● Problem statement: Your response should consist solely of the lines from the one containing "the tree shadow" through the final line of the entries, repeated exactly.

[Natural language region descriptions]

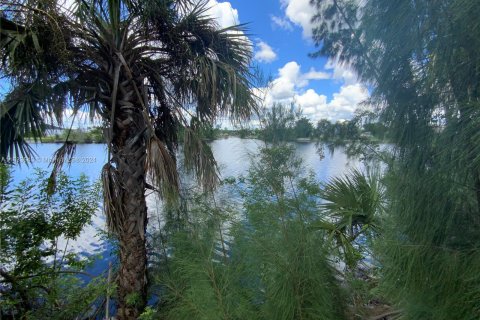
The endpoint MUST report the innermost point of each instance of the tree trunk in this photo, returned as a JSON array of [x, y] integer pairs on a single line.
[[128, 153]]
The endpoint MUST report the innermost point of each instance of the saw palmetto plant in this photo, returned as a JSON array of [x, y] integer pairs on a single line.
[[144, 68], [422, 61]]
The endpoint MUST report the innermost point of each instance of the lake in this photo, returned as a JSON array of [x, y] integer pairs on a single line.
[[233, 156]]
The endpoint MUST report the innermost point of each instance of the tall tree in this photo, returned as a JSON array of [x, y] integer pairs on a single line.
[[422, 58], [144, 67]]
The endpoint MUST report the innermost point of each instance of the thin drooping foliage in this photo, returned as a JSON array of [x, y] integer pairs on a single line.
[[144, 68], [268, 260], [421, 58]]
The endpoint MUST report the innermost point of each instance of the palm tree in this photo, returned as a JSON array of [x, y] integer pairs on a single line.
[[145, 68], [354, 206]]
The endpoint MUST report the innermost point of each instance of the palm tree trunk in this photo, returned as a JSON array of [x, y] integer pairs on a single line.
[[129, 152]]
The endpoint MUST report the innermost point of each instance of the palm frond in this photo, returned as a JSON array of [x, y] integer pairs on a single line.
[[162, 169], [199, 158], [112, 194], [65, 152]]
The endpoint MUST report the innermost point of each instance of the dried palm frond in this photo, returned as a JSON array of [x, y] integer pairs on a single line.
[[64, 152], [199, 159], [112, 193], [162, 169]]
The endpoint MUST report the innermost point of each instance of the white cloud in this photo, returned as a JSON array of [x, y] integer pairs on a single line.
[[291, 83], [341, 107], [290, 79], [282, 23], [341, 71], [300, 12], [223, 12], [265, 53]]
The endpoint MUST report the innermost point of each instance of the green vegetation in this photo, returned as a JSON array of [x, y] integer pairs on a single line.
[[94, 135], [40, 278], [398, 239], [274, 257], [96, 59], [422, 60]]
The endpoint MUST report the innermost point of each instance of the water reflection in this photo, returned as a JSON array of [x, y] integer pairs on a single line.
[[233, 156]]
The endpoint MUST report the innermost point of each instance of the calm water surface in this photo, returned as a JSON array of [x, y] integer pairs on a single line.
[[233, 156]]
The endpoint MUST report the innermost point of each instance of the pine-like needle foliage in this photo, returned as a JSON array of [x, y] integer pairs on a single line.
[[422, 60], [265, 263]]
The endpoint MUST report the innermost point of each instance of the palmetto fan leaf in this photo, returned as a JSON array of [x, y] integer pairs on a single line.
[[354, 201]]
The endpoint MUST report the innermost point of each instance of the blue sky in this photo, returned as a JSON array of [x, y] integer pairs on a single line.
[[281, 33]]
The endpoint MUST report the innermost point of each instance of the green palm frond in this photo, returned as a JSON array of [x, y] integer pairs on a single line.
[[354, 201], [199, 157]]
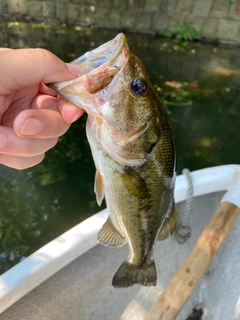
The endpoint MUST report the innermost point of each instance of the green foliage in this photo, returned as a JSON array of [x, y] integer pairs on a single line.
[[187, 32]]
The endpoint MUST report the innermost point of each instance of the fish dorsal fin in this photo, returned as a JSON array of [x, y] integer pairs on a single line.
[[110, 236], [99, 188], [134, 183], [169, 226]]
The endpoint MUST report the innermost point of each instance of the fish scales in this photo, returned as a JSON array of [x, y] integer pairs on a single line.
[[132, 146]]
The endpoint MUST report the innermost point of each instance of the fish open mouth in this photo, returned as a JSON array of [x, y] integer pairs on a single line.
[[97, 68], [105, 54]]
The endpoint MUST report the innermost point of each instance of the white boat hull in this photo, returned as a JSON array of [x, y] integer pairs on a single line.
[[81, 289]]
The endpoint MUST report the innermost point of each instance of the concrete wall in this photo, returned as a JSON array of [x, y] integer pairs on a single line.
[[214, 19]]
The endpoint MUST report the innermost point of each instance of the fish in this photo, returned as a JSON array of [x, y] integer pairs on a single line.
[[131, 141]]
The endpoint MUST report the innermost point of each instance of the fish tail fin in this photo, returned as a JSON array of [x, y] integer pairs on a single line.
[[129, 274]]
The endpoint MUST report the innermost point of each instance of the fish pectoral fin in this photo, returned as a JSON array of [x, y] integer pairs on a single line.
[[110, 236], [99, 188], [134, 183], [169, 226], [129, 274]]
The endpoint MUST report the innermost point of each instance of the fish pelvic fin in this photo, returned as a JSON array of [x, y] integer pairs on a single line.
[[110, 236], [129, 274], [99, 188], [169, 226]]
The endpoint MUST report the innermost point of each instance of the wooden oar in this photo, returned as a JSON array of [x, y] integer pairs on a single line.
[[179, 289]]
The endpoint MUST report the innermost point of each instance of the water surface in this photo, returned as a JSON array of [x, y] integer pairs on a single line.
[[199, 84]]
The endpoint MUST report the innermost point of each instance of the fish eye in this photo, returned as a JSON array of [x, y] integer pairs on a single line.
[[139, 87]]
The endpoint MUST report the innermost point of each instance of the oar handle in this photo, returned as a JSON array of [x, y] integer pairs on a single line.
[[179, 289]]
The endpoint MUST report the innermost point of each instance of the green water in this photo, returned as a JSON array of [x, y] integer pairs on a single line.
[[199, 84]]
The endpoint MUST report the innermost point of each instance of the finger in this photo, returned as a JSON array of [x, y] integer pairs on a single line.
[[28, 67], [20, 163], [42, 121], [40, 124], [11, 144]]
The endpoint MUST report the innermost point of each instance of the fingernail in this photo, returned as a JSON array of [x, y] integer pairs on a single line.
[[74, 69], [3, 140], [31, 127]]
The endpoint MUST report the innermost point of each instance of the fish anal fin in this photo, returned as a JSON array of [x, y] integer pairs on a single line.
[[110, 236], [134, 183], [128, 275], [169, 226], [99, 188]]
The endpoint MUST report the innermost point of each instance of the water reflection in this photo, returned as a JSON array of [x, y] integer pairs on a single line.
[[200, 87]]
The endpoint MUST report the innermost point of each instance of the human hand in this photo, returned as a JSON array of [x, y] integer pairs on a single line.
[[31, 116]]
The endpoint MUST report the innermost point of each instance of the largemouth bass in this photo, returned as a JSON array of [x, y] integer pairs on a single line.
[[133, 150]]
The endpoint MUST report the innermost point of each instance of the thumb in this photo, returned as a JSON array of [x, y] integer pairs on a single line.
[[27, 67]]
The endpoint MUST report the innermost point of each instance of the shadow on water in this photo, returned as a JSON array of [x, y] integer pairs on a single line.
[[199, 84]]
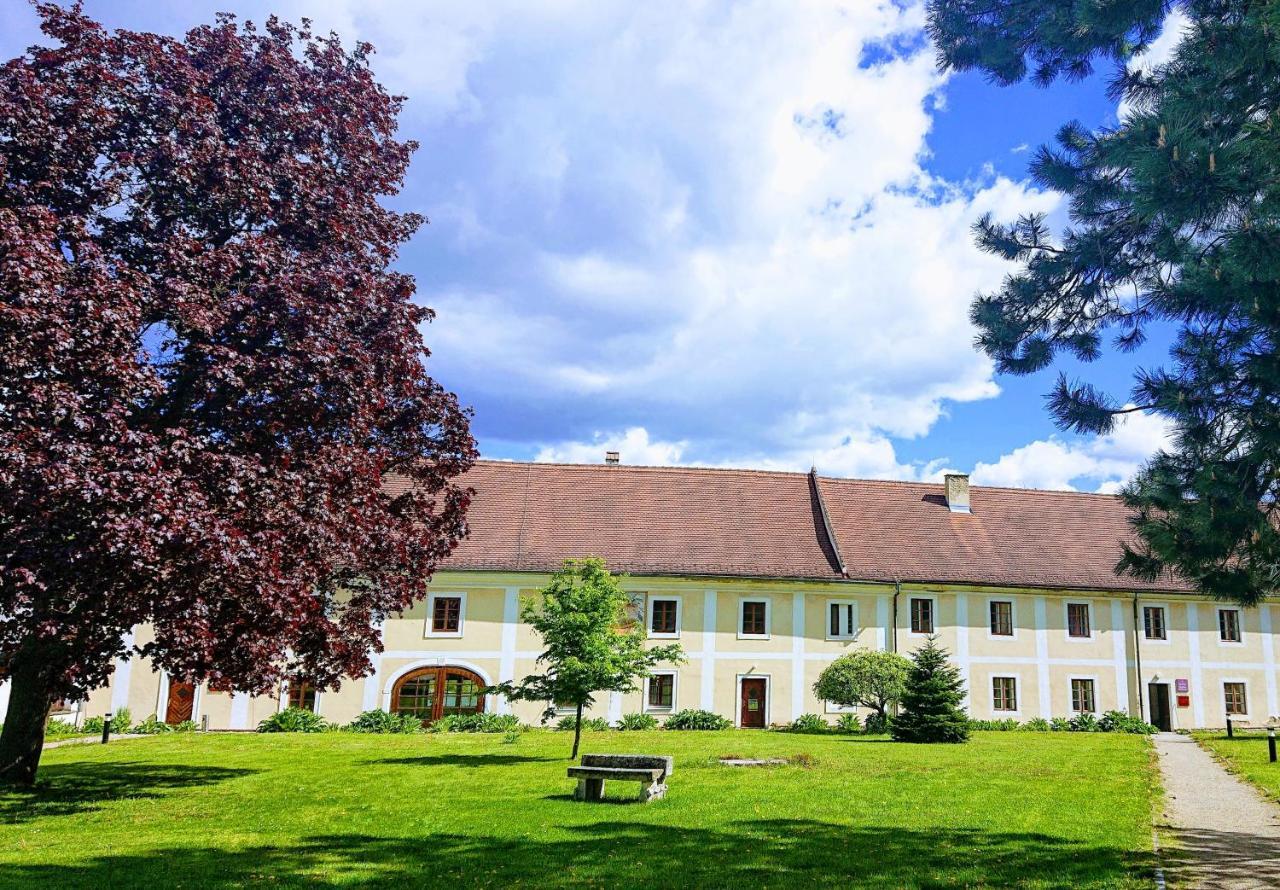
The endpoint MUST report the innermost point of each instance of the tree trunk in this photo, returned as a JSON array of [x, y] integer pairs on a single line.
[[577, 731], [23, 735]]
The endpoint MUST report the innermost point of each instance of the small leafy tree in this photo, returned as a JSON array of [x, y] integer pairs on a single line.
[[592, 644], [865, 679], [931, 702]]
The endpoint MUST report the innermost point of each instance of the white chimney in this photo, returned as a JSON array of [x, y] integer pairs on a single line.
[[958, 492]]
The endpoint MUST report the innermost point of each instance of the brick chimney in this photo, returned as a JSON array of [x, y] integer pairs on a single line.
[[958, 492]]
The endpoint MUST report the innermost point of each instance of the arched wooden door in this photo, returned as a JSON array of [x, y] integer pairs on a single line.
[[430, 693], [182, 698]]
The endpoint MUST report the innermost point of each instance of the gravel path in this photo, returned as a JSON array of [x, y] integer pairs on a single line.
[[1226, 833]]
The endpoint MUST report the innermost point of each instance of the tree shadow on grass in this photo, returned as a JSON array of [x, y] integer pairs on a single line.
[[64, 789], [465, 760], [785, 853]]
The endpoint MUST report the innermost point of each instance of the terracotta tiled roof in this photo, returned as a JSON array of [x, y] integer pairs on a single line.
[[757, 524], [1014, 537], [643, 520]]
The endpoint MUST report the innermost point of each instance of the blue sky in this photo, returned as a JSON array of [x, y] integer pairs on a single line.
[[713, 233]]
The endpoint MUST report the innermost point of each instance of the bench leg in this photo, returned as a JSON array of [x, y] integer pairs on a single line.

● Solution to this exercise:
The endpoint MUST report the innermost point of each instance of the tree shadow on grass in this photo, returned as a JSON array of [x, y] integer pairs on a single line.
[[64, 789], [465, 760], [785, 853]]
The endpoint MUST report the innermost point of each instance of the terracotta tiled roof in this photo, returned as a JSON array of [x, y] integer pairs on a single line.
[[757, 524], [1014, 537], [643, 520]]
The endpoint MUST report the innermost point of each instance of the blue sky in this photo, returned as a JSON array of [x, y] integer pairs on a single line.
[[713, 233]]
The endpoint MUST report the innermost point of each instance of the bench leg in this photo, returned as a JSON array of [x, y] integer pairs on a single line.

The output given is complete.